ZU BEARBEITENDES MATERIAL>
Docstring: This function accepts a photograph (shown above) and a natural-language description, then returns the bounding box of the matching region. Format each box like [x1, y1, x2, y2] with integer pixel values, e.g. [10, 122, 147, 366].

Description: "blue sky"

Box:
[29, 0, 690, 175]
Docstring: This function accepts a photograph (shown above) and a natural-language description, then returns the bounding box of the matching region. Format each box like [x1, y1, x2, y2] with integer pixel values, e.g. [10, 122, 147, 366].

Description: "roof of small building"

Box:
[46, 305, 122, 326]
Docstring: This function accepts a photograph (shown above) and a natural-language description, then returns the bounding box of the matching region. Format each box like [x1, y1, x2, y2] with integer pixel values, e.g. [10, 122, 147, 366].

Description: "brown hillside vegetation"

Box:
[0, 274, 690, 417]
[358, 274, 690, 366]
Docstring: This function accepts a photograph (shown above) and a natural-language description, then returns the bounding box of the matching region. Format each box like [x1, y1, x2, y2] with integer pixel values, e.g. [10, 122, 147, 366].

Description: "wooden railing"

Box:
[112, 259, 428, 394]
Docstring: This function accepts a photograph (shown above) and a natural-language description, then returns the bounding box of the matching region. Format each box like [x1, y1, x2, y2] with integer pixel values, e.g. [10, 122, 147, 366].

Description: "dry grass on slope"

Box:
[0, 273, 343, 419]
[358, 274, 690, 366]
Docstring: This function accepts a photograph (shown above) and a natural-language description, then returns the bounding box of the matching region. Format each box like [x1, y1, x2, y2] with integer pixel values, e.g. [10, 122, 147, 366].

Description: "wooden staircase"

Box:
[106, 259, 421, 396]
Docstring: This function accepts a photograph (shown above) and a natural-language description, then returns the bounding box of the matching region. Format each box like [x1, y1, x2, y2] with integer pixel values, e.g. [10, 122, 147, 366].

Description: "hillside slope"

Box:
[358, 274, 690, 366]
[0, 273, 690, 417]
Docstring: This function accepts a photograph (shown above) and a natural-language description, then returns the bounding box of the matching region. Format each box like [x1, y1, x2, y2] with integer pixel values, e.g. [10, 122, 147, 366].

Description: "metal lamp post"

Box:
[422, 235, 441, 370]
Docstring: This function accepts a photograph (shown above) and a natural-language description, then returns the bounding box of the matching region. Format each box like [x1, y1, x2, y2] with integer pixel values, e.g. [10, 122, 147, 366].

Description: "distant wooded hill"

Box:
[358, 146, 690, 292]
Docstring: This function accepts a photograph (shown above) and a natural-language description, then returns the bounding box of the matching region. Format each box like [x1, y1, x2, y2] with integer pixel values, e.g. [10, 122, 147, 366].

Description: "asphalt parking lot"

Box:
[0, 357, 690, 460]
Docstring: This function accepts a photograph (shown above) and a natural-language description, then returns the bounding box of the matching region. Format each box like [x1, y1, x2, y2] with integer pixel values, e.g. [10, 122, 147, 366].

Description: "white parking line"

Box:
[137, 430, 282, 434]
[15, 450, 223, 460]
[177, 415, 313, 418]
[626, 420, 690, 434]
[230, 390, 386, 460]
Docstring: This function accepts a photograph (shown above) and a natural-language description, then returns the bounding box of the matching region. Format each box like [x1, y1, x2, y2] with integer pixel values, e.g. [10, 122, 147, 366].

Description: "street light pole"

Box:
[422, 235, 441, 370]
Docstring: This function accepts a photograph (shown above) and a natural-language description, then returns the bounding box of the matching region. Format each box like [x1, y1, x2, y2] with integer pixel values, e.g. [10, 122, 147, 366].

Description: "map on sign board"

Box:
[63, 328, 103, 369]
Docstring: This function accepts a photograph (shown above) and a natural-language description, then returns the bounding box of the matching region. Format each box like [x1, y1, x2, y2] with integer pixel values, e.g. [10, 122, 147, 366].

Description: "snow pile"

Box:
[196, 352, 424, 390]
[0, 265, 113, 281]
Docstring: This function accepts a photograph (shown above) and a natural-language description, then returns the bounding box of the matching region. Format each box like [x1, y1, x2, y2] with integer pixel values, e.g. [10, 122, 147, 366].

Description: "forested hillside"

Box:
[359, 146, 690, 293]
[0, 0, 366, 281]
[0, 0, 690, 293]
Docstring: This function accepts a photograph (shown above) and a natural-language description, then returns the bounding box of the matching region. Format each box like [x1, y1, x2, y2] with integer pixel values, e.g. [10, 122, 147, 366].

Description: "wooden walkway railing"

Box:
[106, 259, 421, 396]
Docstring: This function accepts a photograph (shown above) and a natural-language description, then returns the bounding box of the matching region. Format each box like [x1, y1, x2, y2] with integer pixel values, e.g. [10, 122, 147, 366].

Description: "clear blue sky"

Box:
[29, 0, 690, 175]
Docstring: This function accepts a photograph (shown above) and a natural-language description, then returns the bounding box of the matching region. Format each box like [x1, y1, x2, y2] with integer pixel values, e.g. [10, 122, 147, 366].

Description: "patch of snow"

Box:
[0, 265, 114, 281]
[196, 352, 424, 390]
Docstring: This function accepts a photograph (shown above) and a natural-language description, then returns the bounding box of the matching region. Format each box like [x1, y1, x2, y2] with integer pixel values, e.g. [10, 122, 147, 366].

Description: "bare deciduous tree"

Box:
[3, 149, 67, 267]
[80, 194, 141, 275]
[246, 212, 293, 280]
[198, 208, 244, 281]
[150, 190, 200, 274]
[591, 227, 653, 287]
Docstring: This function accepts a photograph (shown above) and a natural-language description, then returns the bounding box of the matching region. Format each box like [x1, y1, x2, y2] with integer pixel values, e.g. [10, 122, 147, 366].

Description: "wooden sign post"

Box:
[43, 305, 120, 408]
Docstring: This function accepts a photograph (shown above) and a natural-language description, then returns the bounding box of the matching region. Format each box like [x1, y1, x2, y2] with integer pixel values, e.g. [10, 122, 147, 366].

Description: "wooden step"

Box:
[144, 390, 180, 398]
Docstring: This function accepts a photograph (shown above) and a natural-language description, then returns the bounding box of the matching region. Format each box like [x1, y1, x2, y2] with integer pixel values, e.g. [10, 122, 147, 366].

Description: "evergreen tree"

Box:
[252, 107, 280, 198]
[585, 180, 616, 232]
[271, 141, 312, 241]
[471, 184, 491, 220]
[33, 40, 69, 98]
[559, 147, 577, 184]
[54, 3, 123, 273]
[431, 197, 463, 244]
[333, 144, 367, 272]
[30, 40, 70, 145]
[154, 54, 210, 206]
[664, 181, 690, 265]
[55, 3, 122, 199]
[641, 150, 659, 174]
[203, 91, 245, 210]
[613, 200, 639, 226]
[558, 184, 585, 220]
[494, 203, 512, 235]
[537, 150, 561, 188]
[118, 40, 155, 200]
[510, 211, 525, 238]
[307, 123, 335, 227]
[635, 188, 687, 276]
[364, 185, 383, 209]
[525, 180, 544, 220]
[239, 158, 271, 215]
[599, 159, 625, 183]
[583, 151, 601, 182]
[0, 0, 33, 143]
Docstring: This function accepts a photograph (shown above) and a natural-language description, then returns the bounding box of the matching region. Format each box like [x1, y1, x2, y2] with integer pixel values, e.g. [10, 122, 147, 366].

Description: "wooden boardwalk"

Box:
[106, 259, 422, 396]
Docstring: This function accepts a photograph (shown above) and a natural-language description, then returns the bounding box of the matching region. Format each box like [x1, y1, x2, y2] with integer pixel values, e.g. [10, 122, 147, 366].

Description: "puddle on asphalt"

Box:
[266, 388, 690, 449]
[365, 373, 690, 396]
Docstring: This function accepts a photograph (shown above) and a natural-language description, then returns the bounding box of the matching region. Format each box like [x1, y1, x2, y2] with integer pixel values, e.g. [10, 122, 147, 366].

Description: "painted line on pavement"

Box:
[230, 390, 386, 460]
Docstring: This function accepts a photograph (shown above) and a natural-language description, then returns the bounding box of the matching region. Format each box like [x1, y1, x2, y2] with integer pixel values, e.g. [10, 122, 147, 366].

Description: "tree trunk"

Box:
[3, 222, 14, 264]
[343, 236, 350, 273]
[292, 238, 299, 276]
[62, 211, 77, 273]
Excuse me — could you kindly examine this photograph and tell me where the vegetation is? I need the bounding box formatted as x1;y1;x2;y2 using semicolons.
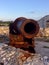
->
0;21;12;26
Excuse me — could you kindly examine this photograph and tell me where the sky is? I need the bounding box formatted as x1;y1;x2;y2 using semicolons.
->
0;0;49;20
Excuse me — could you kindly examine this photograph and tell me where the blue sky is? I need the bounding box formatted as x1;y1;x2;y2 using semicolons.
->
0;0;49;20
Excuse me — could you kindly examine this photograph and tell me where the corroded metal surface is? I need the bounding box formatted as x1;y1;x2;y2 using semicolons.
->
9;17;39;53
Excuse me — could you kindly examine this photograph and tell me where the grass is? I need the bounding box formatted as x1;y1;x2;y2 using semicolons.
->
43;46;49;48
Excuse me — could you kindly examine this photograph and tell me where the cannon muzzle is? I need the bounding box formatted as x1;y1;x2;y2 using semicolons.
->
9;17;39;53
10;17;39;38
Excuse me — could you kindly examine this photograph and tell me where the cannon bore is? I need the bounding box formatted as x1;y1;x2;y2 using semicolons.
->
9;17;39;53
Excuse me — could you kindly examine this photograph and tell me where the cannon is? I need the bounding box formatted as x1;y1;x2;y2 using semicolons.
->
9;17;39;53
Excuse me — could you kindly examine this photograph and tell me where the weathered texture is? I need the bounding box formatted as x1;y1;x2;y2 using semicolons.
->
9;17;39;53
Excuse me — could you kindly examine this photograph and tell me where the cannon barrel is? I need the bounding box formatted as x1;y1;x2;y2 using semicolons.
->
9;17;39;38
9;17;39;53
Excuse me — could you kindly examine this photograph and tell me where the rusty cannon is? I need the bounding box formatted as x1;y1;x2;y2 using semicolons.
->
9;17;39;53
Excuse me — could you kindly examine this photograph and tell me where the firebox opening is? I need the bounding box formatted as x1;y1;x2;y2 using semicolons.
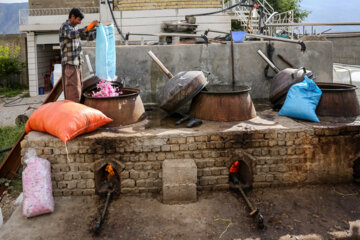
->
229;160;252;187
95;164;120;195
353;158;360;185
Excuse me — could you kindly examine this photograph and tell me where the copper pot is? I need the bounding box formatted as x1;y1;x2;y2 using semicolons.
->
83;88;145;127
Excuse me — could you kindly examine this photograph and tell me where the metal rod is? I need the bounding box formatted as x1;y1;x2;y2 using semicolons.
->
148;50;174;79
257;49;280;73
265;22;360;27
277;54;295;68
95;191;111;231
238;186;256;212
245;34;303;44
231;34;235;87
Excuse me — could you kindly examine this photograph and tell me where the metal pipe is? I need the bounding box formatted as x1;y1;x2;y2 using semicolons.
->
148;50;174;79
238;186;256;212
265;22;360;27
231;34;235;87
246;34;303;44
257;49;280;73
95;191;111;232
245;34;306;51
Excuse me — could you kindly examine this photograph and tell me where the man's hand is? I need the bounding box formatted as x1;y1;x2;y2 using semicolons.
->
86;20;99;31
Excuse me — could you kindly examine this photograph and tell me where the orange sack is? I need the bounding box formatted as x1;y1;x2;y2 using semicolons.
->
25;100;112;142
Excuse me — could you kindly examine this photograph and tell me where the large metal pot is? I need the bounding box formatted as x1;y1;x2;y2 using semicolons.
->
148;51;208;114
83;88;145;127
316;82;360;117
190;85;256;122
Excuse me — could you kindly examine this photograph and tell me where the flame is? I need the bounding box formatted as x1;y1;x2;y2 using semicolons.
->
230;161;240;173
105;164;115;180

AUFTRAG>
Kannst du in den Zeilen ab der Zeile mit „the metal pipe“ bis einschließlich der Zeile mit „86;20;99;31“ den Ausdruck „bounding box“ durch „rectangle“ ersetzen? Gib nur diese Zeilen aus, sonst unverändert.

FERTIGE ANTWORT>
Excuse me — could you kindly examine this photograph and tell me where the metal pipe is? I need the rectangle formatted as x1;y1;x2;y2 using semicolons.
->
148;50;174;79
238;186;256;212
265;22;360;27
231;34;235;87
246;34;303;44
257;49;280;73
95;191;111;232
245;34;306;51
Excuse me — could you kindly examine this photograph and tell me where the man's hand is? I need the rectangle formatted as x1;y1;x2;y2 using semicolons.
->
86;20;99;31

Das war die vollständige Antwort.